Книга благочестивых речений и добрых деяний нашего святого короля Людовика — страница 71 из 81

Современные историки реконструируют внешний ход событий, полагая, что в этом и заключается смысл истории. Война Чингис-хана с мусульманским миром не сводима только к битвам людей, — сталкивались мифологемы. Средневековые описания этих событий, как правило, воспроизводят ту мифологему, что придает событиям смысл. Если диалог понимать как совмещение мифологем, то, скорее всего, он невозможен. На практике это означает невозможность описать события одновременно глазами противоборствующих сторон. Мусульманский историк ан-Насави называет Чингис-хана врагом Аллаха[853] и тем самым переводит реальное событие в разряд метафизического. Монголы не вели религиозных войн.

Несторианская легенда была осмыслена в крестоносном ключе, что отчасти объясняет ее католический блеск и рыцарскую этикетность. В легенде говорится о битве Чингис-хана с христианским царем Индии. О такой же грандиозной битве сообщает и Марко Поло. В обоих повествованиях победу одерживает Чингис-хан. На этом сходство завершается.

Некий предводитель кочевого племени, подданный пресвитера Иоанна, перешел на службу к монголам. Вскоре с ним произошла удивительная история. Он поднялся на высокую гору и был восхищен на небо. Вертикальное перемещение вверх знаменует попадание в божественный мир. Там он видит короля, восседающего на золотом троне. По левую руку преклонил колена Георгий в рыцарском облачении.
——
**Задания:**
[1] Воспроизведите часть отрывка, всё от слов «Книга благочестивых речений» вплоть до слов «вели религиозных войн.», заменив «Средневековые описания» на «Средневековые хроники».
[2] Объясните в одном–трёх предложениях, чем, согласно отрывку, отчасти объясняются католический блеск и рыцарская этикетность несторианской легенды.

**Предоставленные сведения:**
——
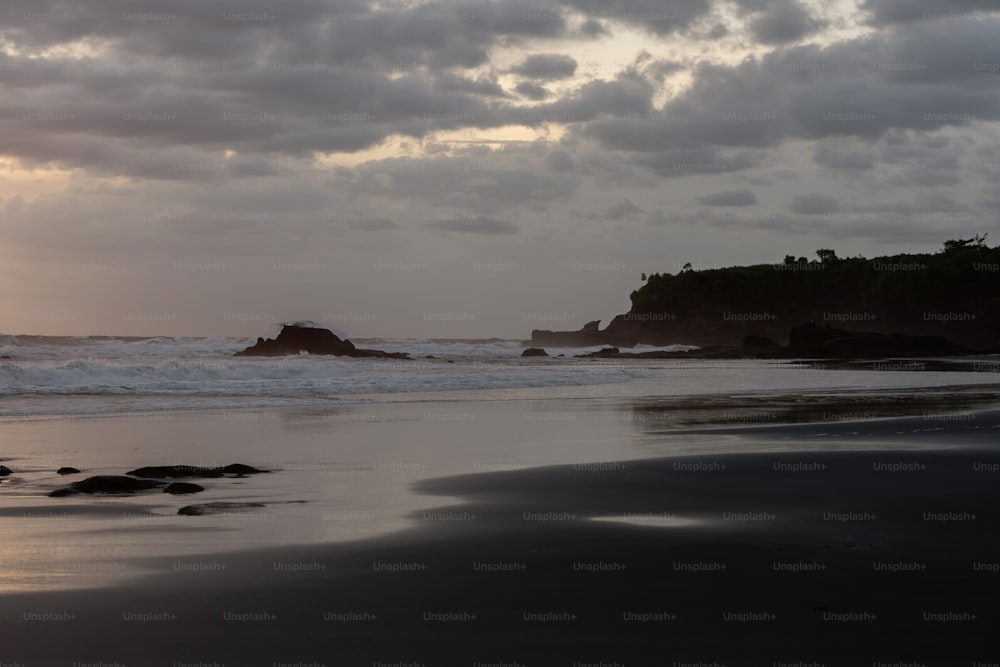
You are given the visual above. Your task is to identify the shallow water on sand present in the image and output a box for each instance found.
[0,389,996,591]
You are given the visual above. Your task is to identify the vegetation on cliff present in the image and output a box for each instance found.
[622,235,1000,347]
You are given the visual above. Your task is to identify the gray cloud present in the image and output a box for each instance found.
[427,216,517,235]
[511,53,576,81]
[514,81,552,101]
[790,192,839,215]
[750,0,827,44]
[860,0,998,29]
[607,198,645,220]
[698,189,757,206]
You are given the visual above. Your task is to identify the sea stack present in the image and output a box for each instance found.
[233,324,410,359]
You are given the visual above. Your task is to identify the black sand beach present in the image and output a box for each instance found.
[0,411,1000,667]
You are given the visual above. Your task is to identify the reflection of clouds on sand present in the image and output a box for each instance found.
[590,512,709,528]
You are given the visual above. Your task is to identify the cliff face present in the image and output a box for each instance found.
[532,242,1000,351]
[234,324,410,359]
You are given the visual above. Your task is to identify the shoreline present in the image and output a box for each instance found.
[0,411,1000,667]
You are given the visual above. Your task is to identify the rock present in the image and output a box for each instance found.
[574,347,621,359]
[177,502,264,516]
[125,465,224,479]
[125,463,268,479]
[49,475,163,498]
[743,334,785,359]
[215,463,267,475]
[786,322,971,359]
[163,482,205,495]
[233,324,410,359]
[531,320,636,347]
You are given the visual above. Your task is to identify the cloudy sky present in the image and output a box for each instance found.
[0,0,1000,338]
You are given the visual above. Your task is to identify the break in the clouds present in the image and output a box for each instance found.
[511,53,576,81]
[0,0,1000,337]
[699,189,757,206]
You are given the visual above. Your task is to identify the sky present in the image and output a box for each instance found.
[0,0,1000,339]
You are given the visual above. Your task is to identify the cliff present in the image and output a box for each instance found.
[532,237,1000,351]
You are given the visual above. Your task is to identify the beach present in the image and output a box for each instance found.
[0,387,1000,667]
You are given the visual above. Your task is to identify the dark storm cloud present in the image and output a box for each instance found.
[749,0,827,44]
[790,192,839,215]
[698,189,757,206]
[576,19,1000,179]
[511,53,576,81]
[427,216,517,235]
[607,198,645,220]
[514,81,552,101]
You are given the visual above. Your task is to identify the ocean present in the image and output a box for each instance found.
[0,334,1000,418]
[0,336,1000,665]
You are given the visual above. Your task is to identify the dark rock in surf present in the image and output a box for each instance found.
[163,482,205,496]
[177,502,264,516]
[49,475,163,498]
[233,324,410,359]
[574,347,621,359]
[125,463,268,479]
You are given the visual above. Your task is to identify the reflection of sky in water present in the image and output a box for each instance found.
[590,512,708,528]
[0,378,992,591]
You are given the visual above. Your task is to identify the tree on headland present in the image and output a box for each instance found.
[816,248,837,264]
[944,232,989,252]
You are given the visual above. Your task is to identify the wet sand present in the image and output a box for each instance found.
[0,411,1000,667]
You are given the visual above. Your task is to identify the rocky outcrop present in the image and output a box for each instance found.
[177,502,265,516]
[531,320,637,347]
[233,324,410,359]
[576,322,972,359]
[125,463,268,479]
[163,482,205,496]
[49,475,164,498]
[784,322,972,359]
——
**Решения заданий:**
[1]
Книга благочестивых речений и добрых деяний нашего святого короля Людовика — страница 71 из 81

Современные историки реконструируют внешний ход событий, полагая, что в этом и заключается смысл истории. Война Чингис-хана с мусульманским миром не сводима только к битвам людей, — сталкивались мифологемы. Средневековые хроники этих событий, как правило, воспроизводят ту мифологему, что придает событиям смысл. Если диалог понимать как совмещение мифологем, то, скорее всего, он невозможен. На практике это означает невозможность описать события одновременно глазами противоборствующих сторон. Мусульманский историк ан-Насави называет Чингис-хана врагом Аллаха[853] и тем самым переводит реальное событие в разряд метафизического. Монголы не вели религиозных войн.

[2] Согласно отрывку, несторианская легенда была осмыслена в крестоносном ключе. Именно этим отчасти объясняются её католический блеск и рыцарская этикетность.